WHAT THE EXERCISE ASKS - Reproduce the post on disagreements between neighbors word for word, from the date line through its final sentence.

PASSAGE GIVEN -
┌──

Thursday, August 1, 2013

Now, Now, Children...

It's not difficult, and notoriously easy in politics, for people to find themselves at odds with each other.  Often enough, and if tempering care is not taken, the result looks like a fight.  Detached and abstracted settings, like the world or the country, enable polarizing interactions, making them caricatures, but they can also attenuate the consequences of discord.  After all, who cares what you think of people who live in Europe, Asia, Africa, or Montana?  You'll never have to see or interact with them.

The stakes are higher when we encounter disputes with our friends or neighbors.  We have to live with each other, and in many cases, we have underlying relationships to preserve, despite the areas of disagreement.  And it may be fair to say that in many respects, the issues aren't really any less exalted, either.  The difference between communism and capitalism as a socioeconomic framework sounds much more consequential than the difference between whether or not boats and RVs are permitted in front yards.  But at some level, it's all a matter of the balance of one person's "footprint" against the territory of another person.

The tension comes down to two things.  One is to what extent anyone has to accommodate others, and the other is the style of the interaction to figure it out.  We in Biscayne Park can sometimes make terrible messes in both regards.

└──

(Entries for labeling bounding boxes)
┌──

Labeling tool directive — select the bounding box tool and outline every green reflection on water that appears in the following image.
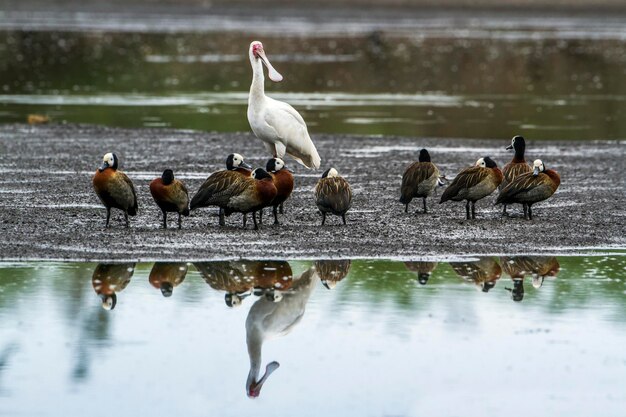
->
[0,31,626,139]
[0,255,626,316]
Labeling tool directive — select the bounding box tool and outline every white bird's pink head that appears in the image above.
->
[250,41,283,82]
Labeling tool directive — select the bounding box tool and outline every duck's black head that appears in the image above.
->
[161,169,174,185]
[226,153,252,170]
[252,168,272,180]
[99,152,118,172]
[322,168,339,178]
[100,293,117,310]
[265,158,285,172]
[483,156,498,168]
[161,282,174,297]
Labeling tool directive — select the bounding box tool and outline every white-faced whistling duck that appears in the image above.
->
[315,168,352,226]
[496,159,561,220]
[93,153,137,227]
[400,149,443,213]
[91,263,135,310]
[259,158,294,224]
[439,156,502,220]
[499,136,533,215]
[190,153,252,227]
[150,169,189,229]
[191,168,276,230]
[148,262,188,297]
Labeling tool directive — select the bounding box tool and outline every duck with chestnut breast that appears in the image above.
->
[400,149,443,213]
[499,135,533,215]
[259,158,294,224]
[191,168,277,230]
[150,169,189,229]
[315,168,352,226]
[495,159,561,220]
[439,156,502,220]
[92,152,138,228]
[248,41,321,168]
[190,153,252,227]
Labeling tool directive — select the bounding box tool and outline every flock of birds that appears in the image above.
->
[93,41,560,229]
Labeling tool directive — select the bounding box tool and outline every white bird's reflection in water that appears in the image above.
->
[246,267,318,398]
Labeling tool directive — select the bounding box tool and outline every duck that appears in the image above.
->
[191,168,277,230]
[246,267,317,398]
[259,158,294,224]
[150,169,189,229]
[190,153,252,227]
[148,262,188,297]
[404,261,437,285]
[439,156,503,220]
[193,261,254,308]
[314,259,352,290]
[499,135,533,215]
[91,263,135,310]
[400,149,443,213]
[495,159,561,220]
[248,41,322,169]
[315,168,352,226]
[92,152,138,228]
[450,256,502,292]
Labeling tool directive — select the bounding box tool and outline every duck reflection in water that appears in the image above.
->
[91,262,135,310]
[315,259,351,290]
[450,256,502,292]
[148,262,187,297]
[246,268,318,398]
[500,256,561,302]
[193,261,254,307]
[248,261,293,302]
[404,262,437,285]
[194,260,293,307]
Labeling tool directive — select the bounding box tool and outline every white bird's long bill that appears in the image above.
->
[257,51,283,83]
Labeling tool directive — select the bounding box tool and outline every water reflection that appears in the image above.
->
[450,256,502,292]
[500,256,561,302]
[91,263,135,310]
[404,262,437,285]
[246,268,317,398]
[315,259,352,290]
[148,262,187,297]
[0,28,626,140]
[194,260,293,307]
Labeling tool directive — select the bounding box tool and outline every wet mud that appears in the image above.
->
[0,125,626,261]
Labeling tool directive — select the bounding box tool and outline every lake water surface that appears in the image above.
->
[0,254,626,416]
[0,19,626,140]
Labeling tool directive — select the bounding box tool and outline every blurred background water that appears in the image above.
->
[0,2,626,140]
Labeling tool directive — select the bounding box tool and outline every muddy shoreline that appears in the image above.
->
[0,125,626,261]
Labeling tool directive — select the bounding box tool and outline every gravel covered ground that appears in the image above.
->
[0,125,626,261]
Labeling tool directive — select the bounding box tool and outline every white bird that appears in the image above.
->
[248,41,322,168]
[246,268,317,398]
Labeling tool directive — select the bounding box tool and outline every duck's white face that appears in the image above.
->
[274,158,285,171]
[326,168,339,178]
[102,152,115,167]
[233,153,243,167]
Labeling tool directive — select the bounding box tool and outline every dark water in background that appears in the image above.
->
[0,255,626,416]
[0,26,626,139]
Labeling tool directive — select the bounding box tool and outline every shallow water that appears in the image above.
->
[0,255,626,416]
[0,25,626,139]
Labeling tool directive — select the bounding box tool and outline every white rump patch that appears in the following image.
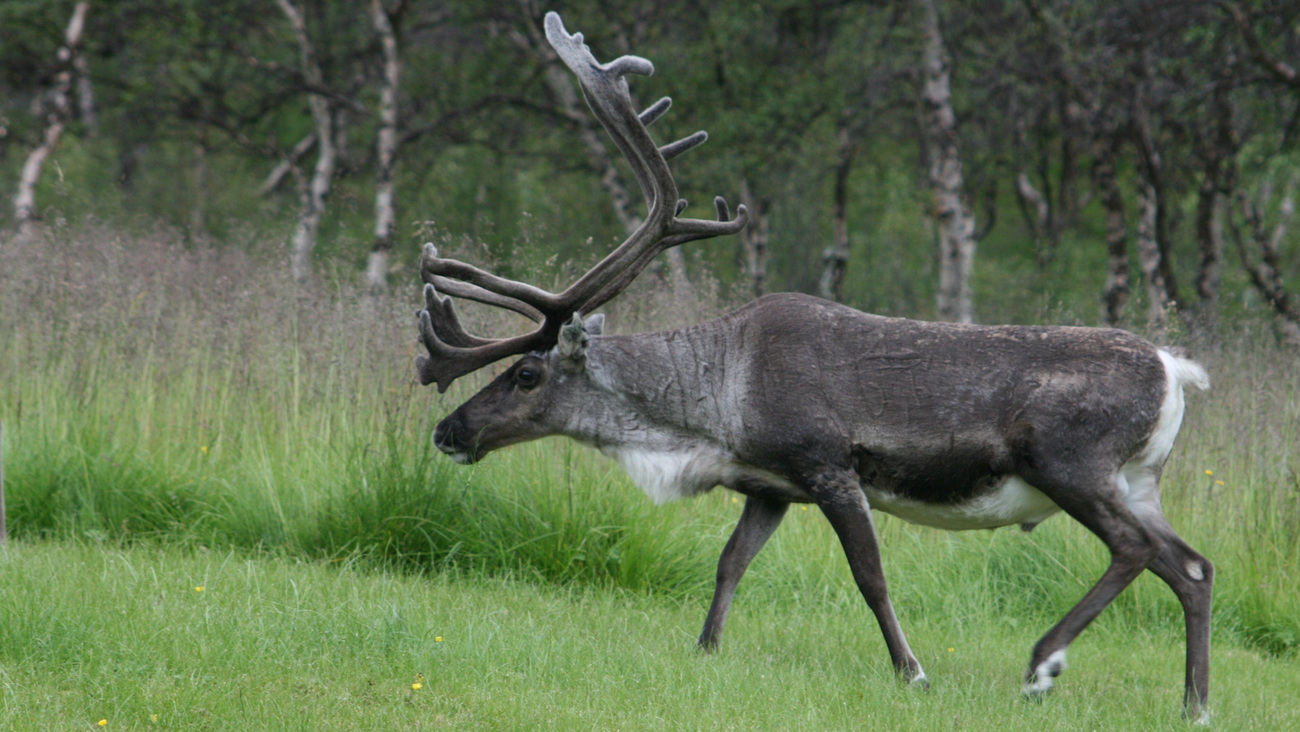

└──

WRITTEN SOLUTION -
Thursday, August 1, 2013

Now, Now, Children...

It's not difficult, and notoriously easy in politics, for people to find themselves at odds with each other.  Often enough, and if tempering care is not taken, the result looks like a fight.  Detached and abstracted settings, like the world or the country, enable polarizing interactions, making them caricatures, but they can also attenuate the consequences of discord.  After all, who cares what you think of people who live in Europe, Asia, Africa, or Montana?  You'll never have to see or interact with them.

The stakes are higher when we encounter disputes with our friends or neighbors.  We have to live with each other, and in many cases, we have underlying relationships to preserve, despite the areas of disagreement.  And it may be fair to say that in many respects, the issues aren't really any less exalted, either.  The difference between communism and capitalism as a socioeconomic framework sounds much more consequential than the difference between whether or not boats and RVs are permitted in front yards.  But at some level, it's all a matter of the balance of one person's "footprint" against the territory of another person.

The tension comes down to two things.  One is to what extent anyone has to accommodate others, and the other is the style of the interaction to figure it out.  We in Biscayne Park can sometimes make terrible messes in both regards.